_Excerpts of location labeling data_
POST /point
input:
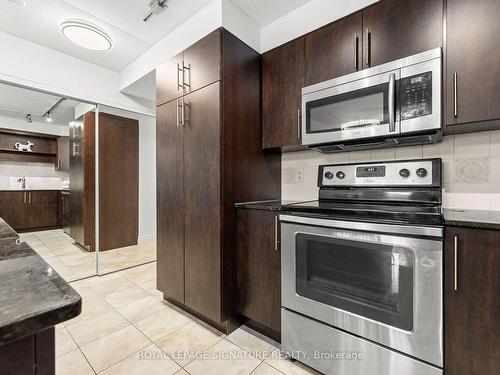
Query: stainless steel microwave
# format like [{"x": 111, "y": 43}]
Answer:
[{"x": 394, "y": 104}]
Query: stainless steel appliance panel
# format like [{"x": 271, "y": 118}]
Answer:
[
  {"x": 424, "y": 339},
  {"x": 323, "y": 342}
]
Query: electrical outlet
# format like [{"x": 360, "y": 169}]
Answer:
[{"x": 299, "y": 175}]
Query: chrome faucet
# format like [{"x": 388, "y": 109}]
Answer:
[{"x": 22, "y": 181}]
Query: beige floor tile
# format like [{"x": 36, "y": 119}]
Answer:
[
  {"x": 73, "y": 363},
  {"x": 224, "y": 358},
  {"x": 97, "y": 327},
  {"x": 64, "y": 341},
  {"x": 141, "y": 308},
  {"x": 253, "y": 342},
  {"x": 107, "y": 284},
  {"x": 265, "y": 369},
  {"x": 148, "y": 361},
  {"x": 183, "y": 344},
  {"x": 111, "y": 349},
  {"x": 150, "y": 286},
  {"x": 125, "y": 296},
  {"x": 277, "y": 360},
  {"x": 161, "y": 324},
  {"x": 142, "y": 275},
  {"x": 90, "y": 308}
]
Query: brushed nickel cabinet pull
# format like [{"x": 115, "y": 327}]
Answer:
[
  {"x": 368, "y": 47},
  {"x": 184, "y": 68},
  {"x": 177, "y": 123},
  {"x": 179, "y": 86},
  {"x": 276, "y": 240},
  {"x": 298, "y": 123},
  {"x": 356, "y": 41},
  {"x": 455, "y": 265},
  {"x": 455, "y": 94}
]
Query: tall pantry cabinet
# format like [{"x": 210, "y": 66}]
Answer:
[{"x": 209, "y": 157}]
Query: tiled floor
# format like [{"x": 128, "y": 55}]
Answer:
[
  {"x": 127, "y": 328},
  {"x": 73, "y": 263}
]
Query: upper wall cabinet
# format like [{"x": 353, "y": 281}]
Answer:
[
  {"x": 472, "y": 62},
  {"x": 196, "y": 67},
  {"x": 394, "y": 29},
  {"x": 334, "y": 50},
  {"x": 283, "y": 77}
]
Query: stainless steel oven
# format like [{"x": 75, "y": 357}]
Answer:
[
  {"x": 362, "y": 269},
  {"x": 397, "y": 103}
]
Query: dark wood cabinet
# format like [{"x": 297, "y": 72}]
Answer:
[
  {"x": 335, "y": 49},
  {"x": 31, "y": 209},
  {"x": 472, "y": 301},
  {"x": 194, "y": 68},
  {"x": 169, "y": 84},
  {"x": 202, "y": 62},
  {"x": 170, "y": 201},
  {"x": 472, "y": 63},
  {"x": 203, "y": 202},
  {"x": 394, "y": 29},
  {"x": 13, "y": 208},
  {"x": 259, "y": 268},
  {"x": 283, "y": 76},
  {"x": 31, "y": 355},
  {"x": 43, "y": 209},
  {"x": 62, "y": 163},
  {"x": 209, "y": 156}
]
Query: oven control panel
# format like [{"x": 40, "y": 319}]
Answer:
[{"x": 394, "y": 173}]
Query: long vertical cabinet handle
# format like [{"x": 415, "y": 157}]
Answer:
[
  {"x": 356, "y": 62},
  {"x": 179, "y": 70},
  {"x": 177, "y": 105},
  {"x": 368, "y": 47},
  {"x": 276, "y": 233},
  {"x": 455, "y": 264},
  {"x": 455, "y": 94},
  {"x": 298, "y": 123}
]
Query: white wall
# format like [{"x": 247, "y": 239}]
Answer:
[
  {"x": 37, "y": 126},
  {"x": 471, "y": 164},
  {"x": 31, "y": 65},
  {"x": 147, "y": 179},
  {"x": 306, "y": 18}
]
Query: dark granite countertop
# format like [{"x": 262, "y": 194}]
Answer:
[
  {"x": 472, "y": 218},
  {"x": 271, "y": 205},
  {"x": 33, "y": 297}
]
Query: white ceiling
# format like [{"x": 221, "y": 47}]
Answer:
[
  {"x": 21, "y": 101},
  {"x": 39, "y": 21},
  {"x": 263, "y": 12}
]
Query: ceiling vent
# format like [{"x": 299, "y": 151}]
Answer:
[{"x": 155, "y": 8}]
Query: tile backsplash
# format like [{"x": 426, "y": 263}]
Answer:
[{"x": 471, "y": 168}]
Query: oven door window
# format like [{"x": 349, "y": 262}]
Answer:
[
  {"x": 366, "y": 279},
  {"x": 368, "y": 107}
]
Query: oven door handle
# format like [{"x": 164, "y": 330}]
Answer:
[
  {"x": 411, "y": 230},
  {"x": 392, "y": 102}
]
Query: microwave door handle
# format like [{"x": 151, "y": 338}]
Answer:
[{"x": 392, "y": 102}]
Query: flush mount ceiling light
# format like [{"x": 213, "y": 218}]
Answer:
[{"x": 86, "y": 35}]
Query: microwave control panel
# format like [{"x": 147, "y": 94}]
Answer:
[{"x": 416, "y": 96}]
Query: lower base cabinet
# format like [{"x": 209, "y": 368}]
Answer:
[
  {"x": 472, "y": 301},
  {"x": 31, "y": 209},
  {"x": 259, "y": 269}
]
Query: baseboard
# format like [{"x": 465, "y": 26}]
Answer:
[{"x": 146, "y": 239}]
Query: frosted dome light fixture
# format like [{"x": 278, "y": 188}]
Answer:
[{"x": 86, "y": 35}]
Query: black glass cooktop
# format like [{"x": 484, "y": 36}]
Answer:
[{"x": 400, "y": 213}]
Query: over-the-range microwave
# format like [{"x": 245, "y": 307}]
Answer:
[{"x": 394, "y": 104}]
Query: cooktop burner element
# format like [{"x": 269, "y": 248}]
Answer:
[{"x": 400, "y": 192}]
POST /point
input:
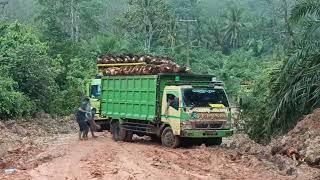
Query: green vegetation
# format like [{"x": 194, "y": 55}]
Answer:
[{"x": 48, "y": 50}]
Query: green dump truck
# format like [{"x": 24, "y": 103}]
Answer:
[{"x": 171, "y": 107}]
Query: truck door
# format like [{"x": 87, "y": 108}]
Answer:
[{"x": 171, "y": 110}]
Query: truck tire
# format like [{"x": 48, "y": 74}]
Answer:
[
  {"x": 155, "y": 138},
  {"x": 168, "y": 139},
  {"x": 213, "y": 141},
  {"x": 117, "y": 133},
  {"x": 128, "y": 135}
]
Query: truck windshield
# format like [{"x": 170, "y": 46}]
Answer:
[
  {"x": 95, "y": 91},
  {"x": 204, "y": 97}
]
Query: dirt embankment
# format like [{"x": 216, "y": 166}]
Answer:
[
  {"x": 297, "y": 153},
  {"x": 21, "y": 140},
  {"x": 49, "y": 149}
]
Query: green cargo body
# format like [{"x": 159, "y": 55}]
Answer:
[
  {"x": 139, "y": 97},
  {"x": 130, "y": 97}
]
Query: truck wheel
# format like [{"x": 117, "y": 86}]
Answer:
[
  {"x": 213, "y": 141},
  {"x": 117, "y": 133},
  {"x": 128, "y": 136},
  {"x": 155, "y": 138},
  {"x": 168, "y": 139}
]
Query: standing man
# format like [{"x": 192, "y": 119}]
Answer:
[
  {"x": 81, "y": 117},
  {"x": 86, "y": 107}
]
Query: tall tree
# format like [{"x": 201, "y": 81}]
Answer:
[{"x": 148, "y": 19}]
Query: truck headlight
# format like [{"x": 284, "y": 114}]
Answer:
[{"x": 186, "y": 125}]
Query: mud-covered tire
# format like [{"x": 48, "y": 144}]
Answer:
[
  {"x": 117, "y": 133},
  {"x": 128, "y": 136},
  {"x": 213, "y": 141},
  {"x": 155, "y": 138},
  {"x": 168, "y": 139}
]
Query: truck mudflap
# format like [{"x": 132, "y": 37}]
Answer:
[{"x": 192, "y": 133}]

_YOUR OBJECTIVE_
Generate a word-for-word copy of the preceding records, excluding all pictures.

_IN RESPONSE_
POST /point
input:
Query: stainless steel microwave
# format like [{"x": 111, "y": 43}]
Answer:
[{"x": 394, "y": 104}]
Query: stainless steel appliance panel
# format like [{"x": 271, "y": 118}]
Answer:
[
  {"x": 424, "y": 339},
  {"x": 323, "y": 342}
]
Query: electrical outlet
# format like [{"x": 360, "y": 169}]
Answer:
[{"x": 299, "y": 175}]
Query: chrome faucet
# format like [{"x": 388, "y": 109}]
Answer:
[{"x": 22, "y": 181}]
Query: beige floor tile
# format like [{"x": 36, "y": 119}]
Answer:
[
  {"x": 73, "y": 363},
  {"x": 224, "y": 358},
  {"x": 97, "y": 327},
  {"x": 64, "y": 341},
  {"x": 141, "y": 308},
  {"x": 253, "y": 342},
  {"x": 107, "y": 284},
  {"x": 265, "y": 369},
  {"x": 148, "y": 361},
  {"x": 183, "y": 344},
  {"x": 111, "y": 349},
  {"x": 150, "y": 286},
  {"x": 125, "y": 296},
  {"x": 277, "y": 360},
  {"x": 161, "y": 324},
  {"x": 142, "y": 275},
  {"x": 90, "y": 308}
]
Query: brushed nickel cabinet pull
# format like [{"x": 115, "y": 327}]
Answer:
[
  {"x": 368, "y": 47},
  {"x": 184, "y": 68},
  {"x": 177, "y": 123},
  {"x": 179, "y": 86},
  {"x": 276, "y": 240},
  {"x": 298, "y": 123},
  {"x": 356, "y": 41},
  {"x": 455, "y": 265},
  {"x": 455, "y": 94}
]
Query: tall pantry cabinet
# format like [{"x": 210, "y": 66}]
Answer:
[{"x": 209, "y": 157}]
Query: tiled floor
# format like [{"x": 128, "y": 55}]
Answer:
[
  {"x": 127, "y": 328},
  {"x": 73, "y": 263}
]
Query: upper wall cabinet
# format like [{"x": 353, "y": 281}]
Answer:
[
  {"x": 472, "y": 62},
  {"x": 196, "y": 67},
  {"x": 394, "y": 29},
  {"x": 334, "y": 50},
  {"x": 283, "y": 77}
]
Query: stainless steel oven
# format like [{"x": 75, "y": 357}]
Answer:
[
  {"x": 362, "y": 269},
  {"x": 397, "y": 103}
]
Query: dark wood cabinet
# format like [{"x": 297, "y": 72}]
Answer:
[
  {"x": 335, "y": 49},
  {"x": 31, "y": 209},
  {"x": 472, "y": 301},
  {"x": 194, "y": 68},
  {"x": 169, "y": 84},
  {"x": 202, "y": 62},
  {"x": 170, "y": 201},
  {"x": 472, "y": 63},
  {"x": 203, "y": 202},
  {"x": 394, "y": 29},
  {"x": 13, "y": 208},
  {"x": 259, "y": 268},
  {"x": 283, "y": 76},
  {"x": 31, "y": 355},
  {"x": 43, "y": 209},
  {"x": 62, "y": 163},
  {"x": 209, "y": 156}
]
Query: oven control panel
# format like [{"x": 40, "y": 319}]
Answer:
[{"x": 394, "y": 173}]
Query: long vertical cabinet handle
# format like [{"x": 415, "y": 157}]
Answer:
[
  {"x": 356, "y": 62},
  {"x": 179, "y": 70},
  {"x": 177, "y": 105},
  {"x": 368, "y": 47},
  {"x": 276, "y": 233},
  {"x": 455, "y": 264},
  {"x": 455, "y": 94},
  {"x": 298, "y": 123}
]
Query: white wall
# format like [{"x": 247, "y": 239}]
Answer:
[
  {"x": 37, "y": 126},
  {"x": 471, "y": 164},
  {"x": 31, "y": 65},
  {"x": 147, "y": 179},
  {"x": 306, "y": 18}
]
Query: dark granite countertop
# format like [{"x": 262, "y": 194}]
Answer:
[
  {"x": 472, "y": 218},
  {"x": 271, "y": 205},
  {"x": 33, "y": 297}
]
Query: white ceiling
# format like [{"x": 221, "y": 47}]
Answer:
[
  {"x": 21, "y": 101},
  {"x": 39, "y": 21},
  {"x": 263, "y": 12}
]
Query: ceiling vent
# format like [{"x": 299, "y": 151}]
Answer:
[{"x": 155, "y": 8}]
Query: tile backsplash
# format like [{"x": 426, "y": 263}]
Answer:
[{"x": 471, "y": 168}]
Query: oven door window
# format like [{"x": 349, "y": 262}]
Answer:
[
  {"x": 366, "y": 279},
  {"x": 368, "y": 107}
]
Query: oven door handle
# format like [{"x": 164, "y": 330}]
Answer:
[
  {"x": 411, "y": 230},
  {"x": 392, "y": 102}
]
Query: microwave door handle
# format like [{"x": 151, "y": 338}]
Answer:
[{"x": 392, "y": 102}]
Query: flush mount ceiling light
# format like [{"x": 213, "y": 218}]
Answer:
[{"x": 86, "y": 35}]
Query: microwave control panel
# format like [{"x": 147, "y": 94}]
Answer:
[{"x": 416, "y": 96}]
Query: lower base cabinet
# format like [{"x": 209, "y": 368}]
Answer:
[
  {"x": 472, "y": 301},
  {"x": 31, "y": 209},
  {"x": 259, "y": 269}
]
Query: baseboard
# format like [{"x": 465, "y": 26}]
Answer:
[{"x": 146, "y": 239}]
Query: frosted dome light fixture
# format like [{"x": 278, "y": 188}]
Answer:
[{"x": 86, "y": 35}]
Query: black glass cooktop
# format like [{"x": 484, "y": 36}]
Answer:
[{"x": 400, "y": 213}]
Query: over-the-range microwave
# format like [{"x": 245, "y": 307}]
Answer:
[{"x": 394, "y": 104}]
Query: cooktop burner element
# format like [{"x": 269, "y": 248}]
Answer:
[{"x": 400, "y": 192}]
POST /point
input:
Query: green vegetation
# format like [{"x": 194, "y": 55}]
Answer:
[{"x": 48, "y": 50}]
Query: green dump truck
# format like [{"x": 24, "y": 103}]
Answer:
[{"x": 171, "y": 107}]
Query: truck door
# format like [{"x": 87, "y": 108}]
Answer:
[{"x": 171, "y": 110}]
Query: truck tire
# format like [{"x": 48, "y": 74}]
Answer:
[
  {"x": 155, "y": 138},
  {"x": 168, "y": 139},
  {"x": 213, "y": 141},
  {"x": 117, "y": 133},
  {"x": 128, "y": 135}
]
Query: truck windshield
# format like [{"x": 170, "y": 46}]
Answer:
[
  {"x": 95, "y": 91},
  {"x": 204, "y": 97}
]
Query: dirt embankment
# format like [{"x": 216, "y": 166}]
Answer:
[
  {"x": 297, "y": 153},
  {"x": 21, "y": 140},
  {"x": 49, "y": 149}
]
Query: green cargo body
# format like [{"x": 159, "y": 55}]
Answer:
[
  {"x": 139, "y": 97},
  {"x": 130, "y": 97}
]
Query: truck wheel
# format like [{"x": 117, "y": 86}]
Answer:
[
  {"x": 213, "y": 141},
  {"x": 117, "y": 133},
  {"x": 128, "y": 136},
  {"x": 155, "y": 138},
  {"x": 168, "y": 139}
]
Query: standing man
# format like [{"x": 192, "y": 119}]
Answer:
[
  {"x": 81, "y": 117},
  {"x": 86, "y": 107}
]
Query: tall tree
# format like [{"x": 201, "y": 81}]
Answer:
[{"x": 148, "y": 19}]
Query: truck headlight
# format like [{"x": 284, "y": 114}]
Answer:
[{"x": 186, "y": 125}]
Query: mud-covered tire
# format like [{"x": 48, "y": 144}]
Answer:
[
  {"x": 117, "y": 133},
  {"x": 128, "y": 136},
  {"x": 213, "y": 141},
  {"x": 155, "y": 138},
  {"x": 168, "y": 139}
]
Query: truck mudflap
# format like [{"x": 132, "y": 37}]
Answer:
[{"x": 192, "y": 133}]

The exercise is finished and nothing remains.